• Belge bölümü
══════════
Paşa torunu, Özkök’ün; “Bu söylediklerim, Doğan Paşa ile aynı fikirde olmadığım veya onun düşündüklerinin yanlış olduğu şeklinde yorumlanmamalıdır” dediğini es geçiyor.
Paşa torunu “TSK yeniçeri ocağı değildir” deyip konuya güya damardan giriyor, fakat dışişleri mensupları örneğini doğru olarak yakaladığı halde olaya şaşı baktığı için teşhisi de şaşkın şaşkın koyuyor.
Konunun can damarı zaten, büyükelçilerin “Ankara'da müsteşar olarak, müsteşar yardımcıları olarak, Washington ve New York'ta, Londra, Paris, Roma ve Madrid'de, Tel Aviv'de, Brüksel'de, diğer önemli başkentlerde” çalışıyor olmaları.
══════════
[Nesne işaretleme veri kümesi satırları]
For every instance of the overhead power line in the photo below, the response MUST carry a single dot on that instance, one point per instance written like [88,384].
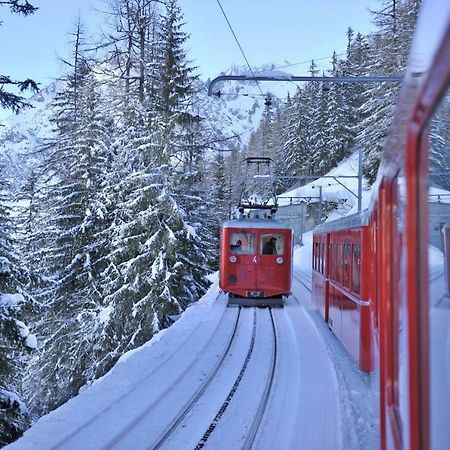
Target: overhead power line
[239,45]
[307,61]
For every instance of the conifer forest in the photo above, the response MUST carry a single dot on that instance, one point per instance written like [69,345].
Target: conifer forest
[111,229]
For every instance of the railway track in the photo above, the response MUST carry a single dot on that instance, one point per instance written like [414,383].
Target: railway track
[223,417]
[306,282]
[95,420]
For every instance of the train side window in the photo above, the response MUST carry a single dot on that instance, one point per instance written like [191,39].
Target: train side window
[323,258]
[338,263]
[347,265]
[271,244]
[333,251]
[356,268]
[318,256]
[243,243]
[438,250]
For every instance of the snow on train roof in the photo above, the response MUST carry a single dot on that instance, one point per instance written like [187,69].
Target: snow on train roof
[256,223]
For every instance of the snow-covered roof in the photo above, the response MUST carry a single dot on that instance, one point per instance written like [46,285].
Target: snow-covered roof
[353,221]
[256,223]
[333,190]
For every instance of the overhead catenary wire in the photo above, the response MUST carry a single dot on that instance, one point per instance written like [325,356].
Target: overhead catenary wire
[239,45]
[308,61]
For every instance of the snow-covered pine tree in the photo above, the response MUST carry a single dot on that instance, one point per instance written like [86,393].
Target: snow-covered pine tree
[15,338]
[158,257]
[183,136]
[389,48]
[317,113]
[338,120]
[440,155]
[297,131]
[74,216]
[8,99]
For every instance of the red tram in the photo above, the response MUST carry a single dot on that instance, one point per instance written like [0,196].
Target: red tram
[380,278]
[256,261]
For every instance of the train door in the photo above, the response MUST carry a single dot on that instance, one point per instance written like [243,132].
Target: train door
[243,248]
[272,256]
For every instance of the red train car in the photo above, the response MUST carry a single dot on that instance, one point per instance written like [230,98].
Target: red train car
[403,256]
[341,291]
[256,261]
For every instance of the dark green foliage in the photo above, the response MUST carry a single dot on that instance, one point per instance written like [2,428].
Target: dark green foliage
[15,306]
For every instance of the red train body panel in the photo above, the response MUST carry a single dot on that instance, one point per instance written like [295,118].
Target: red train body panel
[255,272]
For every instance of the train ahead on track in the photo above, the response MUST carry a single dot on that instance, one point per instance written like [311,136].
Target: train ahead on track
[256,261]
[381,279]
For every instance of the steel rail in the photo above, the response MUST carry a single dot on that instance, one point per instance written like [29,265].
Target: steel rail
[163,437]
[61,442]
[230,395]
[250,439]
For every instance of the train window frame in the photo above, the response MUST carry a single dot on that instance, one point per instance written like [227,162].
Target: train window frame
[248,240]
[339,262]
[322,257]
[356,288]
[347,265]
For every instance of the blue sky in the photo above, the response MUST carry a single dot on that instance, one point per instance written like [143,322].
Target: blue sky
[273,31]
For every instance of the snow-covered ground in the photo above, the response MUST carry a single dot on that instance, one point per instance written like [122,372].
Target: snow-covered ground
[318,398]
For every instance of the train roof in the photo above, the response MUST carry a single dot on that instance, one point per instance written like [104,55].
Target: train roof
[256,223]
[357,220]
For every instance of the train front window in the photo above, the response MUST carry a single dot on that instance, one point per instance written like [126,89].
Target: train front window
[438,270]
[271,244]
[242,243]
[356,268]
══════════
• Yapmanız gerekenler
(a) Kayıtlarda “For every instance of the red train car” ifadesini içeren satırdan kayıtların sonuna kadar uzanan kısmı yeniden verin. Bu kısımda “steel rail” ifadesini “iron rail” olarak değiştirin, geri kalan her şeyi aynen bırakın.
(b) TSK'yı dışişleri mensuplarıyla karşılaştıran yazının devamını, son cümlesinden sonrasından başlayarak yazın.

• Görev çıktıları
(a)
For every instance of the red train car in the photo above, the response MUST carry a single dot on that instance, one point per instance written like [230,98].
Target: red train car
[403,256]
[341,291]
[256,261]
For every instance of the dark green foliage in the photo above, the response MUST carry a single dot on that instance, one point per instance written like [2,428].
Target: dark green foliage
[15,306]
For every instance of the red train body panel in the photo above, the response MUST carry a single dot on that instance, one point per instance written like [295,118].
Target: red train body panel
[255,272]
For every instance of the train ahead on track in the photo above, the response MUST carry a single dot on that instance, one point per instance written like [311,136].
Target: train ahead on track
[256,261]
[381,279]
For every instance of the iron rail in the photo above, the response MUST carry a single dot on that instance, one point per instance written like [29,265].
Target: iron rail
[163,437]
[61,442]
[230,395]
[250,439]
For every instance of the train window frame in the photo above, the response MUST carry a single dot on that instance, one point per instance written like [227,162].
Target: train window frame
[248,240]
[339,262]
[322,257]
[356,288]
[347,265]
For every instance of the blue sky in the photo above, the response MUST carry a single dot on that instance, one point per instance written like [143,322].
Target: blue sky
[273,31]
For every instance of the snow-covered ground in the photo above, the response MUST carry a single dot on that instance, one point per instance written like [122,372].
Target: snow-covered ground
[318,398]
For every instance of the train roof in the photo above, the response MUST carry a single dot on that instance, one point per instance written like [104,55].
Target: train roof
[256,223]
[357,220]
For every instance of the train front window in the photo above, the response MUST carry a single dot on that instance, one point per instance written like [126,89].
Target: train front window
[438,270]
[271,244]
[242,243]
[356,268]

(b)
Siz hiçbir dışişleri mensubunun Anadolu’nun ücra bir köyünde-kasabasında görev yaptığını duydunuz mu?
Halbuki asker en iyi yetiştirdiği personelini üç kere üçer yıllık sürelerle buralarda bulundurmuyor mu?
Malatya, Erzurum, Ağrı, Diyarbakır, Hakkâri, Van, Kars çok general görmüştür de, acaba hiç elçi görmüş müdür?
Dışişleri, politize olmuştur. Özlük hakları, yâni tayin ve terfiler tamamen siyasi iktidarın elindedir. Her görüşteki iktidarın meşrebine göre çözüm üretme uzmanıdır dışişleri personeli. “İstenmeyen bir görüş” oluşturulduğunda sorumluları derhal o ışıltılı batı başkentlerinden “merkeze” alınırlar. Maaşları da dolardan, Türk lirasına dönüverir.
Şimdi anladınız mı hariciyenin neden “bağrına taş” (!) bastığını?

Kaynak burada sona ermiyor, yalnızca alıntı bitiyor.